## Task data
---

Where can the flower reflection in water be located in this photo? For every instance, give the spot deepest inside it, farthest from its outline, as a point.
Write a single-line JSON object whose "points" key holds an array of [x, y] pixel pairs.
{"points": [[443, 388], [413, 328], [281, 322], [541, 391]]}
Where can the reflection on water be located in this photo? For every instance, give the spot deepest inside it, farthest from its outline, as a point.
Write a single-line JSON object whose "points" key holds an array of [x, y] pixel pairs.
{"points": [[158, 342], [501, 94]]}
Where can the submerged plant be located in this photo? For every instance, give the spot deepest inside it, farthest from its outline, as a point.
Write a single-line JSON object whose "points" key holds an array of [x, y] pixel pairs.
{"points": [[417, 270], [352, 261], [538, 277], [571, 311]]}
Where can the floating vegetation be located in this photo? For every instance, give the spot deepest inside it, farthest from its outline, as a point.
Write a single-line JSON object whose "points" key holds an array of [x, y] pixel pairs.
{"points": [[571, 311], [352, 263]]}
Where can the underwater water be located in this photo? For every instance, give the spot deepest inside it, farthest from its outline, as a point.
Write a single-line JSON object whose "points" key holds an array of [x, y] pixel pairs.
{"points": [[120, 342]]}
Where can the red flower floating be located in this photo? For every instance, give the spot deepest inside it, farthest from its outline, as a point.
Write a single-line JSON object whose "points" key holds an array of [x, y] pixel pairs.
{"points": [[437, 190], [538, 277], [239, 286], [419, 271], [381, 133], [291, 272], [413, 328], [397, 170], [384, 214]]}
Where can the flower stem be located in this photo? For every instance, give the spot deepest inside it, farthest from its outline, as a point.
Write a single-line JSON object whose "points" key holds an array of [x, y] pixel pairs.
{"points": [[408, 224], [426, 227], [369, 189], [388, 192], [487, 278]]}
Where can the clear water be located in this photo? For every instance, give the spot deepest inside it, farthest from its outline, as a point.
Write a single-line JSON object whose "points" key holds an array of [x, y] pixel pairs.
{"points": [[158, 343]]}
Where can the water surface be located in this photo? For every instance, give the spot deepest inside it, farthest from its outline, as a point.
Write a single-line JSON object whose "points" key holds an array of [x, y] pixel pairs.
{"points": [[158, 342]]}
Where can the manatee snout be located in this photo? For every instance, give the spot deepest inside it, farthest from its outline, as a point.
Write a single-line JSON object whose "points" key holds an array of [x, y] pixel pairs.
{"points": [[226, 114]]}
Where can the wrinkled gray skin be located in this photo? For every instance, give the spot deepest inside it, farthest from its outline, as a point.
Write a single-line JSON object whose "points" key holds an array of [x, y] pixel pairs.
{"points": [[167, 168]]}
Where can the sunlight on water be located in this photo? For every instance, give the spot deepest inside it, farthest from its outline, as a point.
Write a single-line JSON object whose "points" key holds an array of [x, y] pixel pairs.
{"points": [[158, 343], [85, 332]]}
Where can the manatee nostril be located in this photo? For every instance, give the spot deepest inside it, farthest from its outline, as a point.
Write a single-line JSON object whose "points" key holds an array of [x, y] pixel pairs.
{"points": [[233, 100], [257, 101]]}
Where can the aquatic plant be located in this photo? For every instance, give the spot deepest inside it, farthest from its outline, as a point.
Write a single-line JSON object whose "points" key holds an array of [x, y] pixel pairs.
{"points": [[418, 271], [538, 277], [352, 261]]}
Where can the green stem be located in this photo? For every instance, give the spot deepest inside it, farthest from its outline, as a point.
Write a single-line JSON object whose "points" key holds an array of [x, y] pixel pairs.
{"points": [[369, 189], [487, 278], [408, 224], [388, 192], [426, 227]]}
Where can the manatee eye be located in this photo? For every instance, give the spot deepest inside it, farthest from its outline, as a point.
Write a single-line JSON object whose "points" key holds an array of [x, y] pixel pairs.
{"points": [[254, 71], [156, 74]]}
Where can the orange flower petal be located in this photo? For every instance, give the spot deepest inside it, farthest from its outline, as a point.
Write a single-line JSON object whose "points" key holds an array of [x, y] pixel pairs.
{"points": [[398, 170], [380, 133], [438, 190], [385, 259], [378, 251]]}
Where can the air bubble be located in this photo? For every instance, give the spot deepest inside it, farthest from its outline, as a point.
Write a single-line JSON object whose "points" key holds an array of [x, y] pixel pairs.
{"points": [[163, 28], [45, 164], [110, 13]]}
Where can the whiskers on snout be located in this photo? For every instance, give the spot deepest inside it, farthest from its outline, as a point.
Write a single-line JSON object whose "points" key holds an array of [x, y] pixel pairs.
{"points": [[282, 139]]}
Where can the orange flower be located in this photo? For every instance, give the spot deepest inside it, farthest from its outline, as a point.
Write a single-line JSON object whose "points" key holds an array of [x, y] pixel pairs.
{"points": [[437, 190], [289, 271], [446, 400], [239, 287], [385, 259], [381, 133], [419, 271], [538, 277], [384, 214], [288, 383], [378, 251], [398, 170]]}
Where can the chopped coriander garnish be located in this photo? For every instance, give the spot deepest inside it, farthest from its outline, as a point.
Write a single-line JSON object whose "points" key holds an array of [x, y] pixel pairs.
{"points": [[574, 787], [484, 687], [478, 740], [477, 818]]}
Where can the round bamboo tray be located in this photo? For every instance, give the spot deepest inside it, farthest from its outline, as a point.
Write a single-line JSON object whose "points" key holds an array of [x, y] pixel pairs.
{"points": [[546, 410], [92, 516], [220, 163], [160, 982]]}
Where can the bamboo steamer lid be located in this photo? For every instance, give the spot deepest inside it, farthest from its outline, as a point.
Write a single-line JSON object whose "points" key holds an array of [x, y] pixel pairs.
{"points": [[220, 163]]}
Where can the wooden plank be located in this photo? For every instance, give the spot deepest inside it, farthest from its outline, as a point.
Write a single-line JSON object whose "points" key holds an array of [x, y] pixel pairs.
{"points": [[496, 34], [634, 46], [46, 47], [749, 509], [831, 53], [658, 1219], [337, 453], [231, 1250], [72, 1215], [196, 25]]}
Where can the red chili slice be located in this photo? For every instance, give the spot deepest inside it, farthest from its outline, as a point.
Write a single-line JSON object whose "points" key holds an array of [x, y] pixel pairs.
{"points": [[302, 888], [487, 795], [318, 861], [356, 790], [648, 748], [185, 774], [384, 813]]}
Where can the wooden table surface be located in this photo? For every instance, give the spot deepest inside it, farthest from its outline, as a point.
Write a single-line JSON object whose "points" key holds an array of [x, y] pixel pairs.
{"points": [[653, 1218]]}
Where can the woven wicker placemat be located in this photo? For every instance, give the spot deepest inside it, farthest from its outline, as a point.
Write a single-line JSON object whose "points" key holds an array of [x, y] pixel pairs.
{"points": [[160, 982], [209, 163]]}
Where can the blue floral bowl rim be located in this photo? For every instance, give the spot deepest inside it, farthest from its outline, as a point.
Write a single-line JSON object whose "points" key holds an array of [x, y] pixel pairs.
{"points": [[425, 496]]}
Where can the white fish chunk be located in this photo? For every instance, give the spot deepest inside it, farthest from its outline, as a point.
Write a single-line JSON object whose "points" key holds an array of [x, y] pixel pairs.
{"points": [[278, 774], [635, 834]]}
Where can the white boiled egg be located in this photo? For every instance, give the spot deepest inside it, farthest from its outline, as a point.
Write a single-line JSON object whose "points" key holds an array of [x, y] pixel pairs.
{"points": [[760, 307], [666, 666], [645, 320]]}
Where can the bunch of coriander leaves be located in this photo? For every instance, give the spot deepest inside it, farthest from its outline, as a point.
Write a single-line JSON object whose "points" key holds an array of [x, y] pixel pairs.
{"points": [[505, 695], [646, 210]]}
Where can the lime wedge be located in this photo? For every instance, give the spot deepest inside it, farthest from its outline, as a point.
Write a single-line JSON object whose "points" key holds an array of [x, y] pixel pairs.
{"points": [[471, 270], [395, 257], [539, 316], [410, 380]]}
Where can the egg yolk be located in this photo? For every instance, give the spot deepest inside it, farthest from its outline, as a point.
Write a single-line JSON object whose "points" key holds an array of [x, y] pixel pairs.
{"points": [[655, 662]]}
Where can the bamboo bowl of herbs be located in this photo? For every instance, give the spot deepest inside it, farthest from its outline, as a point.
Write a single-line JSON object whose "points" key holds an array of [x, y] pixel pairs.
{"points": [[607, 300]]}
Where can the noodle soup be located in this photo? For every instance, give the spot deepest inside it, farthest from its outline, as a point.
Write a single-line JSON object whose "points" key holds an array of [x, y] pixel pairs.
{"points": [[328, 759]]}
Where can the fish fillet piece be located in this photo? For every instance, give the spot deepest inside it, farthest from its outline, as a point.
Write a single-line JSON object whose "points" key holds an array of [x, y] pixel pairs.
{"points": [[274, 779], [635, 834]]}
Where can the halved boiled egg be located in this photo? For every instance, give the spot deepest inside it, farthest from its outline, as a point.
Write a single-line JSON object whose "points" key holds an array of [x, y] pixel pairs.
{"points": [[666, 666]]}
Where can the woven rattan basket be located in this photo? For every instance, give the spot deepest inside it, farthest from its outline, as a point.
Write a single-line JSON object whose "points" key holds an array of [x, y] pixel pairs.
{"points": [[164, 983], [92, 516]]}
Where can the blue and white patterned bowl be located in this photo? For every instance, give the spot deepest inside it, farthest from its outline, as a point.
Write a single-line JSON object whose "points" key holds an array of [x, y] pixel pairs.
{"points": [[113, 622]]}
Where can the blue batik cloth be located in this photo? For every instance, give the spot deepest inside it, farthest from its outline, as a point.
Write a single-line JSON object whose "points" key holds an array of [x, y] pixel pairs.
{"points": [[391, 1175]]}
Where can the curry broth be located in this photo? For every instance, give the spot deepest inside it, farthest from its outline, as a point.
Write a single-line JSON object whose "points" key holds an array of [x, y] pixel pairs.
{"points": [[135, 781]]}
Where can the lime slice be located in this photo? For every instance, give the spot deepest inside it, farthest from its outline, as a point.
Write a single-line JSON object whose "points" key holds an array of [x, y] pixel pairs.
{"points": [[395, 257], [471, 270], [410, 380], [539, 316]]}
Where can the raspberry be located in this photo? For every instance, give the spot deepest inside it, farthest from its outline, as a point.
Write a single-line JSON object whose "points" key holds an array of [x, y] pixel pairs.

---

## Work to do
Give back exactly the lines from the line containing "Where can the woven rattan" to the end of the entries, and no other lines.

## Output for this task
Where can the woven rattan basket be located in this photo? For every instance, give the spot deepest inside it, farthest from its outline, as a point.
Write a single-line JSON object whose "points" key holds an array of [x, y] pixel pairs.
{"points": [[164, 983], [92, 516]]}
Where can the blue and white patterned bowl be located in this photo? For every instance, give the spot deepest inside it, farthest from its outline, as a point.
Write a single-line JSON object whose "points" key holds an array of [x, y] pixel pairs.
{"points": [[113, 622]]}
Where can the blue batik cloth be located in this photo? For every instance, give the spot deepest inside it, farthest from its outline, as a point.
Write a single-line JSON object whose "points" key holds an array of [x, y] pixel pairs.
{"points": [[391, 1175]]}
Where can the curry broth be located in this photo? For every instance, give the spot deepest inside it, farthest from its outline, as a point.
Write a single-line JSON object whose "points" key holds an array of [x, y] pixel pairs.
{"points": [[135, 781]]}
Where can the lime slice be located in this photo? For every instance, give the spot deepest inside it, farthest from its outline, as a point.
Write a single-line JSON object whose "points" key holds an array of [x, y] pixel pairs.
{"points": [[395, 257], [471, 270], [410, 380], [539, 316]]}
Where can the raspberry be located in this photo? For every instance, give the spot deepest inside it, farthest from its outline, as a point.
Write a single-line JSON object whose "points" key holds an array of [x, y] pixel pairs.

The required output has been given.